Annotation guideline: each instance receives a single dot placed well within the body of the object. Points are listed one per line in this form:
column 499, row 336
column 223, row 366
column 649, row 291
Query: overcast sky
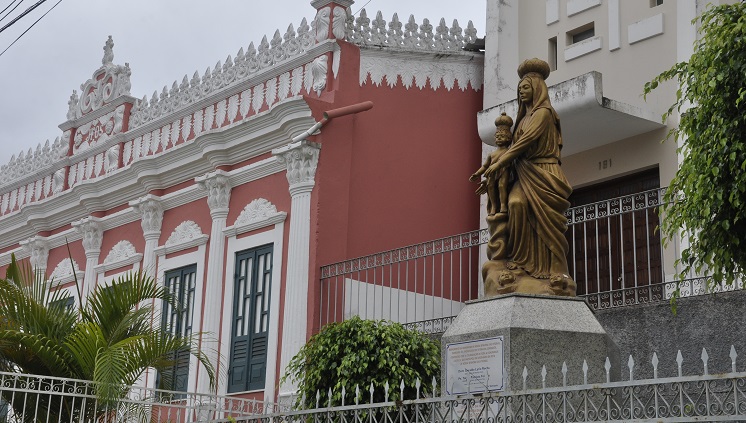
column 162, row 40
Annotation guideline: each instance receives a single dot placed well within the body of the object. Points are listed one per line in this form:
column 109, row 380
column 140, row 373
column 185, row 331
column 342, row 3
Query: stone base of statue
column 492, row 340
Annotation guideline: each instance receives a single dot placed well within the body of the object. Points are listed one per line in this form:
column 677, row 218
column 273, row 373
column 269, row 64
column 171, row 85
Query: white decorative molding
column 319, row 71
column 448, row 71
column 34, row 161
column 583, row 47
column 122, row 254
column 615, row 25
column 108, row 82
column 552, row 11
column 150, row 209
column 37, row 249
column 98, row 130
column 363, row 32
column 218, row 189
column 246, row 65
column 186, row 235
column 302, row 159
column 322, row 21
column 65, row 272
column 277, row 124
column 576, row 6
column 92, row 233
column 257, row 214
column 339, row 22
column 644, row 29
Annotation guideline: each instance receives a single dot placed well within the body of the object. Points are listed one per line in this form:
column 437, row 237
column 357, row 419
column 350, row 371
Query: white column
column 93, row 234
column 302, row 159
column 218, row 190
column 151, row 215
column 150, row 210
column 38, row 250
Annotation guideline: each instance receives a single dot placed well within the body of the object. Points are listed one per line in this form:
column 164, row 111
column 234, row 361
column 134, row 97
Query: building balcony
column 616, row 257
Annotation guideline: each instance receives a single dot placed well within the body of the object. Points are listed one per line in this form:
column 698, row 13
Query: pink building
column 236, row 187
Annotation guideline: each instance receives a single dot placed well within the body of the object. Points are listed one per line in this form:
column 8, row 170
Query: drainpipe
column 334, row 113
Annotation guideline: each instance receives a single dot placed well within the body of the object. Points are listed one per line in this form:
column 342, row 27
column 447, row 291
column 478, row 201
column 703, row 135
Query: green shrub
column 359, row 352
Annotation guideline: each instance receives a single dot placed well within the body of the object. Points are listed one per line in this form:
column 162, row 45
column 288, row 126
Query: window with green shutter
column 250, row 327
column 180, row 283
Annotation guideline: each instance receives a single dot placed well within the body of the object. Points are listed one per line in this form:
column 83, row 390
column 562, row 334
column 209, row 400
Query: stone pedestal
column 531, row 331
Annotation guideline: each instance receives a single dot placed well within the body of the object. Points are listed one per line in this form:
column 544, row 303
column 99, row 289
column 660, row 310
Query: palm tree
column 109, row 341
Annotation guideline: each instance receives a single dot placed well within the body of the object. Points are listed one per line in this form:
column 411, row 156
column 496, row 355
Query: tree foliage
column 706, row 200
column 356, row 353
column 109, row 341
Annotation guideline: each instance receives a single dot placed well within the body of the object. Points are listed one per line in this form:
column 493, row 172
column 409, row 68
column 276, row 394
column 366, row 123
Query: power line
column 11, row 10
column 26, row 12
column 32, row 25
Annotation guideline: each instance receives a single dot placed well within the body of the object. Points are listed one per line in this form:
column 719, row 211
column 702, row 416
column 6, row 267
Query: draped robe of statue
column 528, row 248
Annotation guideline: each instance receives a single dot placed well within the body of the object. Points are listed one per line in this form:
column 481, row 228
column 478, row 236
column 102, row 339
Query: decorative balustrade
column 616, row 258
column 281, row 67
column 410, row 35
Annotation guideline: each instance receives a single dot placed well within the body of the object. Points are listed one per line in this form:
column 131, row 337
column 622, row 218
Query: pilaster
column 218, row 189
column 302, row 159
column 92, row 233
column 150, row 209
column 38, row 250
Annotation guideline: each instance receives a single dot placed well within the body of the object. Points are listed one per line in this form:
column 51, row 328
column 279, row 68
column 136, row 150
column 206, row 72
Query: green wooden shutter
column 250, row 328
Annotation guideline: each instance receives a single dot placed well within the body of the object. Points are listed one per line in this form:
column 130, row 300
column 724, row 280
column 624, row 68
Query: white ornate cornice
column 150, row 209
column 301, row 159
column 122, row 254
column 38, row 250
column 92, row 233
column 225, row 146
column 186, row 235
column 416, row 70
column 218, row 189
column 257, row 214
column 66, row 271
column 409, row 36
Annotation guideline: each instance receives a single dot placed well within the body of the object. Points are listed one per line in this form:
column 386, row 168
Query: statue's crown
column 534, row 65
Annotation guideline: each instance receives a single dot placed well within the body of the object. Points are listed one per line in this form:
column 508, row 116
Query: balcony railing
column 616, row 258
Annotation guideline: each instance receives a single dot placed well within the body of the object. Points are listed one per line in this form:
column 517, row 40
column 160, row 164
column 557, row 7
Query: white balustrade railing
column 616, row 258
column 33, row 398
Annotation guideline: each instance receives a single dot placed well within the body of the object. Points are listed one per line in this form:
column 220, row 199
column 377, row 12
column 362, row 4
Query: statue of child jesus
column 496, row 186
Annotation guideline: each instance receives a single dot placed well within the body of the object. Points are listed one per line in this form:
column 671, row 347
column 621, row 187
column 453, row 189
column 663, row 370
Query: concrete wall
column 714, row 322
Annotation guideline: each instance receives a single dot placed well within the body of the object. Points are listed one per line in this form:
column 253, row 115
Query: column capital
column 38, row 250
column 331, row 19
column 150, row 208
column 93, row 233
column 218, row 189
column 302, row 159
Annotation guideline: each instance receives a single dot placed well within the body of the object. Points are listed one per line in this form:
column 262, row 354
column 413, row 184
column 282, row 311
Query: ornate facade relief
column 65, row 271
column 418, row 72
column 120, row 252
column 38, row 250
column 363, row 32
column 92, row 234
column 185, row 232
column 245, row 65
column 218, row 190
column 108, row 82
column 98, row 130
column 258, row 210
column 302, row 159
column 151, row 214
column 319, row 70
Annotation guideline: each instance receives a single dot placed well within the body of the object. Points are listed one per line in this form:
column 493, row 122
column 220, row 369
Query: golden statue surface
column 527, row 196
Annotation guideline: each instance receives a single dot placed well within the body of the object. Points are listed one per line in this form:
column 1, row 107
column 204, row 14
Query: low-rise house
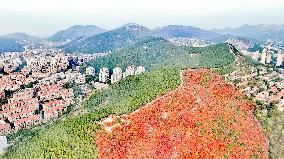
column 130, row 70
column 54, row 109
column 104, row 75
column 27, row 122
column 90, row 71
column 117, row 75
column 4, row 127
column 139, row 70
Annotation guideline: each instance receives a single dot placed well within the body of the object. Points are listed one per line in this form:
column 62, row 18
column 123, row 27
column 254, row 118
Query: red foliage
column 205, row 118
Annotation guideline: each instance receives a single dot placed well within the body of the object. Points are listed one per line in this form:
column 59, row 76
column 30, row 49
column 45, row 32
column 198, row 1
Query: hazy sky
column 44, row 17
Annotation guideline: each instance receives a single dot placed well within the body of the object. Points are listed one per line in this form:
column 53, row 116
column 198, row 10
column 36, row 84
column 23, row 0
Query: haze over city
column 45, row 17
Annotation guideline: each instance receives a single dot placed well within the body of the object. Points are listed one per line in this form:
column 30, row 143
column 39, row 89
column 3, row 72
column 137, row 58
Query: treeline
column 157, row 52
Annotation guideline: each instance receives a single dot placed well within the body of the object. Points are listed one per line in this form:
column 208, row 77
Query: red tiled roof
column 33, row 117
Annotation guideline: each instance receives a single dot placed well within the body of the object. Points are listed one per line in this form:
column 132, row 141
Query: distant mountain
column 129, row 24
column 109, row 41
column 184, row 31
column 157, row 52
column 75, row 32
column 261, row 33
column 10, row 45
column 243, row 43
column 22, row 37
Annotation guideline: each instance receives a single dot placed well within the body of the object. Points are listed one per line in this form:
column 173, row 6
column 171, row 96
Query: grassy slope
column 73, row 138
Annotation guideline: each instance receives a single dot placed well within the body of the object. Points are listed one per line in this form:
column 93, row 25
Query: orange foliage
column 205, row 118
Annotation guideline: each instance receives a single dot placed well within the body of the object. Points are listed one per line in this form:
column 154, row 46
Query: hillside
column 109, row 41
column 22, row 37
column 73, row 138
column 204, row 118
column 242, row 43
column 10, row 45
column 184, row 31
column 157, row 52
column 75, row 32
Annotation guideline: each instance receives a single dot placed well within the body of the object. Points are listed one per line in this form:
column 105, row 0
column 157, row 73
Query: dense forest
column 72, row 138
column 157, row 52
column 107, row 41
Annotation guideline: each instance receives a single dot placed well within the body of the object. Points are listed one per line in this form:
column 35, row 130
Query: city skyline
column 47, row 17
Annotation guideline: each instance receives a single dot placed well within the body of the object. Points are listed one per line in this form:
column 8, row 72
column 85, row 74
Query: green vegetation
column 72, row 138
column 272, row 122
column 157, row 52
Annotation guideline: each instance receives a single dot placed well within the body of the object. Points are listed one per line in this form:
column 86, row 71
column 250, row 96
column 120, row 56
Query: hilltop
column 158, row 52
column 22, row 37
column 109, row 41
column 10, row 45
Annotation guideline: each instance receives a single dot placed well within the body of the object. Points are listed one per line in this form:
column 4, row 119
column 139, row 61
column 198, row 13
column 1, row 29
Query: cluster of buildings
column 118, row 74
column 183, row 41
column 30, row 106
column 261, row 84
column 271, row 54
column 10, row 61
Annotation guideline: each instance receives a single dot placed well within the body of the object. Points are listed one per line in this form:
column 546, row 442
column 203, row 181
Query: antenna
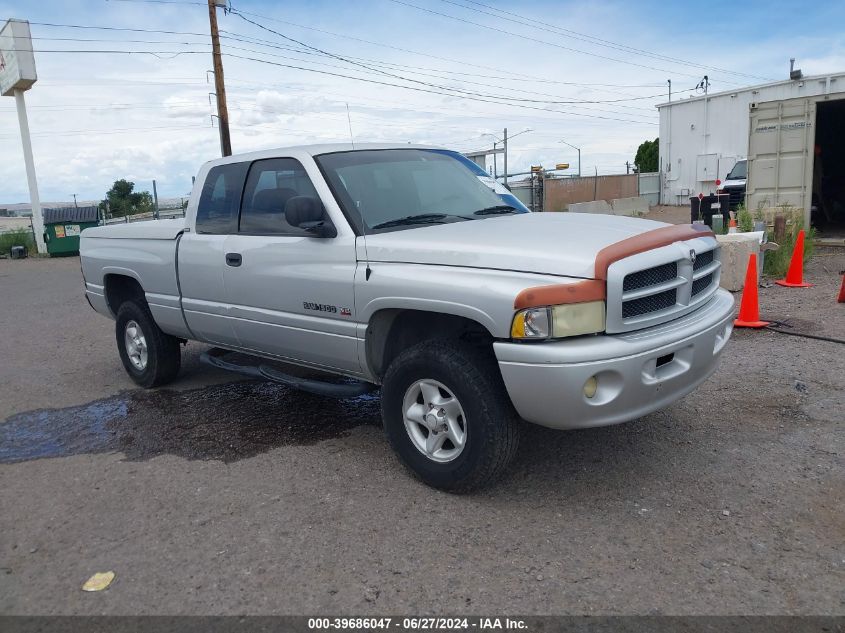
column 349, row 120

-*-*-

TASK PROMPT
Print the entries word for word, starting with their very first line and going on through the line with "column 492, row 340", both ends included. Leave the pictures out.

RESPONSE TO THE EXERCISE
Annotation guideline: each instance receives a single dot placed well within the body of the object. Points are listed one per line in this form:
column 499, row 336
column 223, row 366
column 649, row 291
Query: overcast sky
column 162, row 40
Annotation guideline: each instance receives a single dot placed well within the body of the object. Points are listed one per line in this form:
column 109, row 380
column 140, row 373
column 185, row 331
column 342, row 3
Query: stone base of statue
column 492, row 340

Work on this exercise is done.